— Start of Material to process —

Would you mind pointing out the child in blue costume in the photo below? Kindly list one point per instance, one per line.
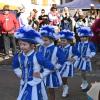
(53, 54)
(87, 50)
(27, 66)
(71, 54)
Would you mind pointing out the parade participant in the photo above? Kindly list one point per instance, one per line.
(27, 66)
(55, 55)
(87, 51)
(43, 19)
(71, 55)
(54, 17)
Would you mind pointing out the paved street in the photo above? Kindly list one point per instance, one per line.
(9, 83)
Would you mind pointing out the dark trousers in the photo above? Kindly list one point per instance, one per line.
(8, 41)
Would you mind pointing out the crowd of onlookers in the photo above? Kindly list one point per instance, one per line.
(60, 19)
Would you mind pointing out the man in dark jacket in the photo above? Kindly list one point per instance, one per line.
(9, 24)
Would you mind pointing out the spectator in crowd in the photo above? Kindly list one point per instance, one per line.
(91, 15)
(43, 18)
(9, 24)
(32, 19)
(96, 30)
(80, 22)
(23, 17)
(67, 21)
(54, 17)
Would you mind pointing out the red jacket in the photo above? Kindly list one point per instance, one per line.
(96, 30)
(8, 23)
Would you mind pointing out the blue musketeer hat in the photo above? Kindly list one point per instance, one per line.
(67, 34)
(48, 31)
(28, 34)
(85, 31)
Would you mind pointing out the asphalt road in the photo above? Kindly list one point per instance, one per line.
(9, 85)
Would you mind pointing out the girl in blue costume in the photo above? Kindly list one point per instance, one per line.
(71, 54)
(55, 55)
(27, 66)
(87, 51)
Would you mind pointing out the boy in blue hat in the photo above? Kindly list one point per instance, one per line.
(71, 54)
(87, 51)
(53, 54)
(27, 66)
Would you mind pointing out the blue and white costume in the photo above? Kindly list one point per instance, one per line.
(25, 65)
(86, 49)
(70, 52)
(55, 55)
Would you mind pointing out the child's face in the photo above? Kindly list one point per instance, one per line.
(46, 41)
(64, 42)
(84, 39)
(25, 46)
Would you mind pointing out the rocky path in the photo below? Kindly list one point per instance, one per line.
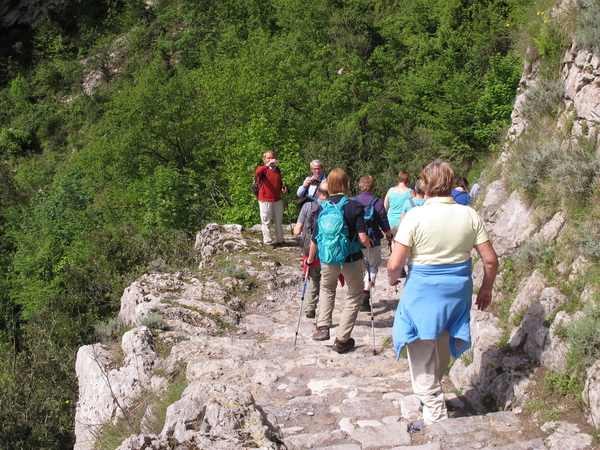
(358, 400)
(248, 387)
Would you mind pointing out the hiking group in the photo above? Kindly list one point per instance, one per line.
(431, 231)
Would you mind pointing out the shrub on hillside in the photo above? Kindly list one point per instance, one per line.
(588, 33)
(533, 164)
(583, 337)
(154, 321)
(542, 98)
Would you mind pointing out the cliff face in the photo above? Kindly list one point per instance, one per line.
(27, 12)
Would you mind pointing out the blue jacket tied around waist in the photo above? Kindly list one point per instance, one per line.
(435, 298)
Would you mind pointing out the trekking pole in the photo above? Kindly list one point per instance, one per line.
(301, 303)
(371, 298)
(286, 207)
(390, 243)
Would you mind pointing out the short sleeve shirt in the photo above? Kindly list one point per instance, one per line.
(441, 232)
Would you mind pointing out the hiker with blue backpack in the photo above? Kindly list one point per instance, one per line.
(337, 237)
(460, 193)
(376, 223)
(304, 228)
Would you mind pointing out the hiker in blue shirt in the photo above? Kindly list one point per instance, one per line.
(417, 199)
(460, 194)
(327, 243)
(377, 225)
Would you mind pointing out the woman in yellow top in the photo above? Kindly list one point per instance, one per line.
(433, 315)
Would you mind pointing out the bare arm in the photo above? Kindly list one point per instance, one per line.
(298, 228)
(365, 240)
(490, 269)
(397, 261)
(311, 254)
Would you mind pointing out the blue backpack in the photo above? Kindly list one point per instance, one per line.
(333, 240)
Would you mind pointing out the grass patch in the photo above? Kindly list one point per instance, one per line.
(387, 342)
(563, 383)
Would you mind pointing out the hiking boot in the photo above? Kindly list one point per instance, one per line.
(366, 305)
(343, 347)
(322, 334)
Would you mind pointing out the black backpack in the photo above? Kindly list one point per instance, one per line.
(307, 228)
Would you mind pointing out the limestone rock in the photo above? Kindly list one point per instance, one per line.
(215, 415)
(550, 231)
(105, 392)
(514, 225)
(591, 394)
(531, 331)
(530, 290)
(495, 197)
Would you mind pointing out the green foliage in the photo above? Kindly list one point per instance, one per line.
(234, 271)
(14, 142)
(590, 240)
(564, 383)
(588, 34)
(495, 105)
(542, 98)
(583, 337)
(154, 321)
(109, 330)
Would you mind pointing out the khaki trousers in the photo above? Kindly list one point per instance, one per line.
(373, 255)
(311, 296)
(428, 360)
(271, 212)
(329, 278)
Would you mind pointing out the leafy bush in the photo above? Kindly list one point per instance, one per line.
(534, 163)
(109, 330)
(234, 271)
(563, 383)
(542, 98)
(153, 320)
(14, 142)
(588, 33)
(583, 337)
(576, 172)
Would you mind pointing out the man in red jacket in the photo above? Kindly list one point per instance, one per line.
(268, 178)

— End of Material to process —

# Written request
Without the pictures, print the records in full, exactly as they appear.

# Correct output
Would you mind pointing out the child in blue costume in the photo below? Kindly list one point per instance, one per line.
(53, 54)
(87, 50)
(27, 66)
(71, 54)
Would you mind pointing out the parade participant in the photo above? Kindly list one point per instance, one per line.
(27, 66)
(55, 55)
(87, 51)
(43, 19)
(71, 55)
(54, 17)
Would you mind pointing out the paved street in the photo above? Kindly list one point per instance, one per line.
(9, 83)
Would you mind pointing out the dark trousers in the photo above? Kindly list one point per instance, one per line.
(8, 41)
Would you mind pointing out the crowd of onlookers in the photo above? Kindly list one point per instance, one per line.
(60, 19)
Would you mind pointing out the man in dark jacket in the photo above? Kindly list one point per instance, one per line.
(9, 24)
Would you mind pointing out the spectator in crowd in the photo above? Kindly list one point per instance, one per line.
(91, 15)
(43, 18)
(9, 24)
(32, 19)
(96, 30)
(80, 22)
(23, 17)
(67, 21)
(54, 17)
Would you mind pointing out the red jacket in the photo above? Kindly list one point per instance, one per line.
(96, 30)
(8, 23)
Would you mind pointing out the blue musketeer hat in the photo above? Kindly list one point per instance, one per line.
(67, 34)
(48, 31)
(28, 34)
(85, 31)
Would you mind pointing out the asphalt road in the photo above? Kindly list one point per instance, one per line.
(9, 85)
Would you mind pointing out the girl in blue costume in the photo above? Kindly list one point per instance, one per line.
(71, 54)
(55, 55)
(27, 66)
(87, 51)
Would you mind pointing out the boy in blue hat in the photo above? Kindly list one point per instance, one per line.
(71, 54)
(87, 51)
(53, 54)
(27, 66)
Would you mind pointing out the blue and white costume in the photo above? Kindly list one point per instance, one per line.
(25, 65)
(86, 49)
(70, 52)
(55, 55)
Would you mind pointing out the child's face in the photo above? Kindly list one point per instance, one per line.
(46, 41)
(64, 42)
(84, 39)
(25, 46)
Would you mind pointing out the rocky path in the photo below? Kindly list one point per instance, one per line.
(358, 400)
(248, 387)
Would you mind pointing out the hiking group in the photo above? Kindly list one point per instance, one per line.
(431, 231)
Would you mind pointing out the shrub on hillside in the photo above? Kindly list one point per instance, one per line.
(588, 33)
(533, 164)
(583, 337)
(154, 321)
(542, 98)
Would you mind pointing out the cliff face in the photo above? Kindly list one point per instance, one per line.
(27, 12)
Would you mind pointing out the blue jacket tied around waist in the photo above? Kindly list one point per instance, one per line.
(435, 298)
Would you mind pointing out the trekking pole in the photo above? Kindly list one point per instance, one per line.
(301, 303)
(371, 298)
(286, 207)
(390, 243)
Would you mind pointing out the short sleeve shirt in the photo above? Kindly list one point per instance, one per line.
(441, 232)
Would you mind pointing out the hiker with blue backpack in the photo above? Kindly list one point per instance, one per line.
(337, 237)
(460, 193)
(376, 223)
(304, 228)
Would you mind pointing out the hiker in blue shirt in the photo above? Kindly list one point per instance, one per line.
(417, 199)
(460, 194)
(327, 243)
(377, 225)
Would you mind pointing out the woman in yellow top in the photo above? Kindly list one point per instance, one per line.
(433, 315)
Would you mind pointing out the bare arm in the photo above? Kindly list one point per instance, one per line.
(298, 228)
(365, 240)
(490, 269)
(397, 261)
(311, 254)
Would you mind pointing out the blue backpack in the photo above? Kindly list one point per instance, one per line.
(333, 240)
Would you mind pointing out the grass patch in the photo above? Kindly list one point per instance, one per line.
(387, 342)
(563, 383)
Would you mind pointing out the hiking boot in the photo above? Kindly list one point per instance, one per line.
(366, 305)
(343, 347)
(322, 334)
Would you mind pointing out the black backpack in the photo above? Kindly list one point per instance, one per line.
(307, 228)
Would you mind pointing out the limestone rock in the photo above? Kindly list one point per instance, one per line.
(215, 415)
(550, 231)
(105, 392)
(514, 225)
(591, 394)
(531, 331)
(530, 290)
(495, 197)
Would you mind pointing out the green foliage in the photo above? Kindly list one point per instance, one per line.
(234, 271)
(14, 142)
(590, 240)
(564, 383)
(588, 34)
(495, 105)
(542, 98)
(583, 337)
(154, 321)
(109, 330)
Would you mind pointing out the khaki trousers in the photo above? Kindly list one point per instance, one per line.
(373, 255)
(311, 296)
(428, 360)
(271, 212)
(329, 278)
Would you mind pointing out the leafy bush in the photo above? Kindly list one point per instance, one per line.
(534, 163)
(109, 330)
(234, 271)
(563, 383)
(542, 98)
(153, 320)
(14, 142)
(588, 33)
(583, 337)
(576, 172)
Would you mind pointing out the man in red jacket in the photo above? Kindly list one point per instance, one per line.
(268, 178)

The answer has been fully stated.